与えられた文章:

· · · · · · ·

説明

会合性ポリマー(polymeresassociatifs)を用いてアルキッドポリマーを水に分散させる方法と、得られた組成物と、それを含む水溶性ペイント

会合性疎水基を有するポリマーを用いてアルキド樹脂を水中に分散させる方法。得られた組成物、処方を使用して、界面活性剤または溶剤を使用せずに、水-ベースのアルキド塗料を製造することができる。

【発明の詳細な説明】
【技術分野】
【0001】
本発明は、アルキド樹脂とそれを含むアルキドペイントに関するものである。
【背景技術】
【0002】
「アルキドペイント」という用語は有機酸とポリオールとの反応で得られるポリエステルまたはシアネート基とポリオールとの縮合で得られるウレタン−アルキドとして公知のアルキドのペイントを意味する。本明細書でアルキド「樹脂」および「ポリマー」という用語は同じものを意味する。歴史的にはアルキド塗料は1950年代から有機溶媒の存在下で製造され、今日の水をベースにしたペイントは後で開発されたものである。
【0003】
しかし、水をベースにしたアルキド塗料の製造の可能性は早くから考えられ、消費者からは有機溶媒を含まない製品に対するニーズが期待されていた。この課題は1980年代から特許文献1(米国特許第4 497 933号明細書)に記載されている。この特許には溶剤を完全に含まない水−ベースのペイントの製造方法が記載され、酸基を15〜40mg KOH/g樹脂の量で含み、OH基の含有量の高い特定アルキド樹脂を使用する。しかし、この方法は極めて制限された方法であり、その定義から、全ての種類のアルキド樹脂に適用することはできない。
【0004】
次に、当業者は界面活性剤および/または有機溶媒(溶剤ベースのペイントの組成より少ない量で使用)を使用する方法を開発した。これらの成分の役割は水の存在下でアルキド樹脂を可溶化して水−ベースのアルキド塗料を製造できるようにすることにある。しかし、ペイント中に溶剤および界面活性剤が存在すると「従来の」水−ベースのペイントで共通して使用されているレオロジ改質剤の効果が悪くなる。この増粘剤(epaississants)は所望のレオロジーカル特性を与えるためには水−ベースのアルキド樹脂塗料で必須のものである。
【0005】
さらに、溶剤および揮発性有機化合物(VOC)に対する国際的な規制、特にヨーロッパの規制はますます厳しくなっていることは非特許文献1の「デコ・ペイント用の水ベースの溶剤を含まないアルキドエマルションの利点」に記載されている。
【0006】
従って、環境問題の観点から有機溶媒ベースのペイントの使用は適していない、さちに、溶剤が存在するとユーザは安全で満足な条件下で作業をすることができない(引火または中毒の危険またはアレルギの危険)。
【0007】
従って、一般的特性が任意のアルキドペイントに適用でき、水−ベースのペイントで伝統的に使用されているレオロジ改質剤の使用に適した、溶剤および界面活性剤を含まない、水溶性媒体中でアルキド樹脂ペイントを製造する新しい方法を開発する必要がある。

· · · · · · ·

表示された情報:
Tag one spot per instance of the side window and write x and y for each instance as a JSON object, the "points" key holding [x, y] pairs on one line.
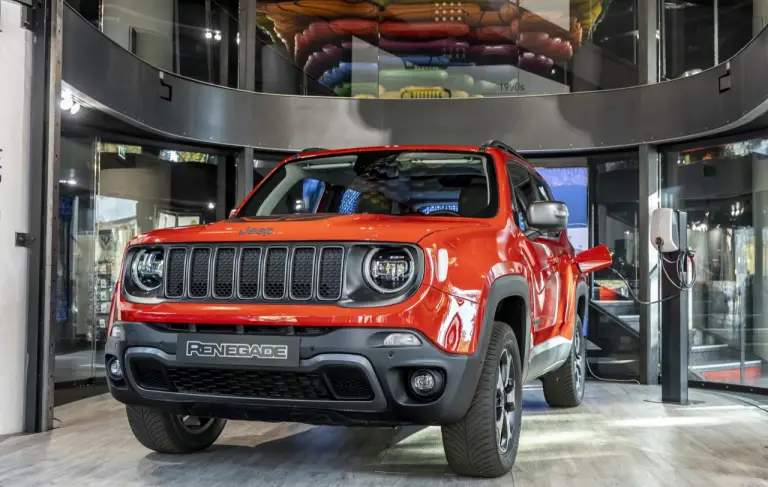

· · · · · · ·

与えられた文章によると、アルキド塗料は何年代から有機溶媒を使って作られてきましたか。

1950年代からです。